## CONSIGNE
Dans le récit de l'incendie, expliquez en une à trois phrases pourquoi le lieutenant Barrier fait établir un deuxième moyen hydraulique depuis la rue.

## TEXTE FOURNI
· · ·

Retour d’inter — Voici le récit d’un incendie dans la cité Gustave Appert, à Villeneuve-la-Garenne (92) par les intervenants. Un feu d’appartement se déclenche dans la nuit du 17 au 18 mars, venant perturber le sommeil des habitants. Alertés, les sapeurs-pompiers de Paris du secteur Gennevilliers se rendent rapidement sur les lieux pour s’attaquer au sinistre.
“Le 18 mars, aux alentours de minuit, je suis réveillé par le ronfleur de la VL OGC, témoigne le capitaine Simon Creignou, officier de garde de la 27e compagnie. À ce moment-là, je ne sais pas encore qu’il s’agit d’un départ pour feu. En descendant, je vois l’agitation dans la remise et comprends que je ne suis pas le seul à partir. Il s’agit vraisemblablement d’un départ pour feu. Cette information est confirmée au PVO dans la foulée. »
L’officier de garde de la 27e compagnie fait un point avec le lieutenant Ugo Barrier, chef de garde du jour au centre de secours Gennevilliers. Il s’agit de la cité Gaston Appert de Villeneuve-la-Garenne, bien connue du secteur. Rapidement, les engins sortent
de la remise et l’OGC fait un point de situation de manière précise avant de sauter dans la VL. Il n’a pas encore la notion qu’il sera rapidement complété par un groupe habitation.
« Généralement, j’ouvre la fenêtre en m’approchant des lieux d’un sinistre, afin de constater s’il y a une odeur de brûlé. Mais là, rien ! relate le capitaine. Au détour d’une grande avenue du secteur, j’aperçois un panache qui se développe au loin, au-dessus des toits. Il y a bien un incendie dans le coin. » Aussitôt présenté, l’OGC perçoit une certaine agitation chez les habitants, encore ensommeillés. De fait, trois fenêtres sont déjà allumées au premier étage ! Afin d’attaquer le sinistre, les équipes établissent prestement l’alimentation en pied de cage d’escaliers. Hélas, ils sont ralentis dans leur manœuvre car celle-ci n’est pas encloisonnée : des flammes menaçantes sortent de leur volume initial… Au même moment, « je fais un point avec le lieutenant Barrier. Il me précise qu’il vient de faire établir un deuxième moyen hydraulique depuis la rue pour réaliser une attaque d’atténuation. Celle-ci permet d’avoir un effet direct sur le sinistre, et facilite par-là la progression des équipes dans la cage d’escaliers » observe le capitaine.
Lors de ce point, le lieutenant Barrier décide de demander un renfort habitation pour adapter la réponse opérationnelle à l’incendie. Au même instant, le lieutenant apprend qu’il est impossible de faire descendre l’ascenseur. De potentielles victimes sont restées bloquées à l’intérieur. L’officier de garde compagnie lui annonce qu’à la suite de cette manœuvre de sauvetage, il prendra le Commandement des opérations de secours (COS). L’ascenseur est finalement ramené au premier étage, et ses portes sont forcées par les sapeurs-pompiers. Un couple de personnes âgées en arrêt cardio-respiratoire (ACR) en est extrait par les équipes du fourgon de Saint-Ouen alors même qu’ils traitaient déjà une fuite de gaz enflammée sur le palier. Les deux victimes sont prises en charge et réanimées sans délai.

· · ·

## ENREGISTREMENTS PRÉSENTÉS

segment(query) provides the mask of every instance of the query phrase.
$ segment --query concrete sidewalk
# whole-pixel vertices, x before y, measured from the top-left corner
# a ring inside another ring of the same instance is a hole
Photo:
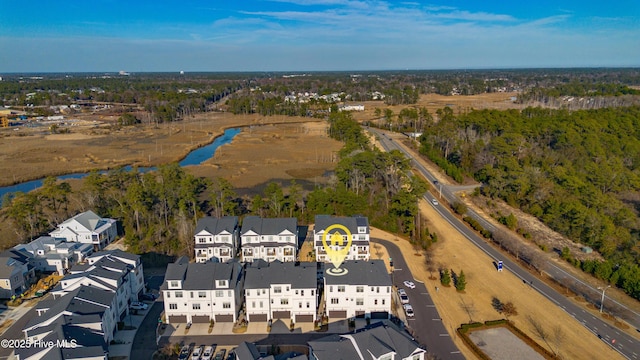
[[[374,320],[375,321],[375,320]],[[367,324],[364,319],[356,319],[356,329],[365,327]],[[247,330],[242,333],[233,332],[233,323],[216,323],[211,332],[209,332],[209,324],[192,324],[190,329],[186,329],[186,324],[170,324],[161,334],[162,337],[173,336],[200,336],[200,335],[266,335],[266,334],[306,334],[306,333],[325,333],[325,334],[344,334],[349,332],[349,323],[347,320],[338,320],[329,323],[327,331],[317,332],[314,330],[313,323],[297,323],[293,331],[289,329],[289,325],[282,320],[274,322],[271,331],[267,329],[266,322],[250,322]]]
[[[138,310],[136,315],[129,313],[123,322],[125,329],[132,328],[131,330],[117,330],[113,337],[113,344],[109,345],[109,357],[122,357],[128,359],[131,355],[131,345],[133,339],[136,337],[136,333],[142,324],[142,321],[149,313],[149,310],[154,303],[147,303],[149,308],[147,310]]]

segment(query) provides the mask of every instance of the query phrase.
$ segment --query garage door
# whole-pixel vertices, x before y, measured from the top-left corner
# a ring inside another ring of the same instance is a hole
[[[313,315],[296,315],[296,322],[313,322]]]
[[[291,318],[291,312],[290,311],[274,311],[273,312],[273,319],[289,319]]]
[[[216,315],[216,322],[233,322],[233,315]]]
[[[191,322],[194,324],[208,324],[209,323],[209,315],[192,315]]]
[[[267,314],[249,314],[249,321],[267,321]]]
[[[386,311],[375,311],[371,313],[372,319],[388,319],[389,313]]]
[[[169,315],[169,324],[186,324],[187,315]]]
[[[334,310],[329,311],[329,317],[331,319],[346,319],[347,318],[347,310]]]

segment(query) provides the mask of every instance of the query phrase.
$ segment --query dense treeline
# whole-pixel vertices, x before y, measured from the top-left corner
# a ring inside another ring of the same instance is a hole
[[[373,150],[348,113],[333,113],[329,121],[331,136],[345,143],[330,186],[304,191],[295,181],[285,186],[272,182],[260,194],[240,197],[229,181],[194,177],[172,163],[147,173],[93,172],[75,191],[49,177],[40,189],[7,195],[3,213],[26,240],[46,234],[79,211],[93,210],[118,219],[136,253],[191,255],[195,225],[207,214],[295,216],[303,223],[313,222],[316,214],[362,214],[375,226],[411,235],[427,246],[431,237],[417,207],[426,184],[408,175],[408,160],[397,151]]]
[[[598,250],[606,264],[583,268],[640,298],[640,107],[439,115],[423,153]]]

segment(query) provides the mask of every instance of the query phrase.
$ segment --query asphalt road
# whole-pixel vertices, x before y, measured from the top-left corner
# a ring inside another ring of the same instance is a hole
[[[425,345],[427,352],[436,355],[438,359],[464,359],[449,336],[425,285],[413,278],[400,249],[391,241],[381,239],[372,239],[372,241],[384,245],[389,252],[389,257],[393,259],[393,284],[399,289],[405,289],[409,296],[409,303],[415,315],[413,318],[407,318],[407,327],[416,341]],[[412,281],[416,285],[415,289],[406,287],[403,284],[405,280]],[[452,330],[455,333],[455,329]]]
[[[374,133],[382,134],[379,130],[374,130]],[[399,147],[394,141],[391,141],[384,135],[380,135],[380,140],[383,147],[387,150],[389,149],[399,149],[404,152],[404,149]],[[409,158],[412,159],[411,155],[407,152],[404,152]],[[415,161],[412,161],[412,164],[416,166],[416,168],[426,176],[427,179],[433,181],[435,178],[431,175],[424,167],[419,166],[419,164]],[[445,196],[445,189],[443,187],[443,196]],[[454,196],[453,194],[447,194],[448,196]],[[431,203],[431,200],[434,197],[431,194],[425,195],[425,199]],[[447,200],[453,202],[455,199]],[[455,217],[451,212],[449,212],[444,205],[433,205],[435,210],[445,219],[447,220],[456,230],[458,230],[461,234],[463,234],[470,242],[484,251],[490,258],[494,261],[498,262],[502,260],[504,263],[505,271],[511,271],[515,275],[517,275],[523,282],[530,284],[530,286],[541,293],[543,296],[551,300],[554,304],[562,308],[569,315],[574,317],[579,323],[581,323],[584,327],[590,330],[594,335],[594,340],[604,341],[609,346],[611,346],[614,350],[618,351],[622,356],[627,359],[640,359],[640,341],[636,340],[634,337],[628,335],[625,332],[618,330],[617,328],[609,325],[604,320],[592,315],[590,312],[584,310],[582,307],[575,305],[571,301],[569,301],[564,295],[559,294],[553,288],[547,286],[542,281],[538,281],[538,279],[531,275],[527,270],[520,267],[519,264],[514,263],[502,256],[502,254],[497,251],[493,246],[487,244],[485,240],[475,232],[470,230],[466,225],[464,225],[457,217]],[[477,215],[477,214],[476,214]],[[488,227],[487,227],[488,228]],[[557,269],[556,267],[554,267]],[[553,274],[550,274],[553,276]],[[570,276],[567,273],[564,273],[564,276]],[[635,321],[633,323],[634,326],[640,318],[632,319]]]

· · ·

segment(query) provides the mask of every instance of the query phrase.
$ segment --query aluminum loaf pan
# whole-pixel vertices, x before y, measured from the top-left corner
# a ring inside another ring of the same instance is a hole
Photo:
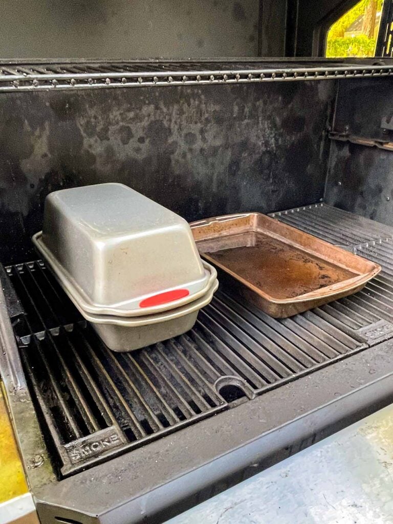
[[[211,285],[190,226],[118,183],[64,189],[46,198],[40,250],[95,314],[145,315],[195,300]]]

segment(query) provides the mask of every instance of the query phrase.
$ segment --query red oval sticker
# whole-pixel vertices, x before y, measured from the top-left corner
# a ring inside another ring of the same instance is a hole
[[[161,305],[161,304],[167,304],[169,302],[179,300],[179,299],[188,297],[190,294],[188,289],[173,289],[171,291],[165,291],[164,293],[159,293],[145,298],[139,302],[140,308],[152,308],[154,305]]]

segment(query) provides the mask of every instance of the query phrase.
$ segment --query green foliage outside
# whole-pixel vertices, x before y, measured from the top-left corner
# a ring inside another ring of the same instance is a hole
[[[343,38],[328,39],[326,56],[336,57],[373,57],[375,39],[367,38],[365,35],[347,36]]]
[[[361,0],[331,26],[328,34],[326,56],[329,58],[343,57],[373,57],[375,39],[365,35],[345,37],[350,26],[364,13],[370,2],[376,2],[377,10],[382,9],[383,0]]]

· · ·

## RÉSULTAT
Le lieutenant Barrier fait établir ce deuxième moyen hydraulique depuis la rue pour réaliser une attaque d'atténuation. Cette attaque agit directement sur le sinistre et facilite ainsi la progression des équipes dans la cage d'escaliers.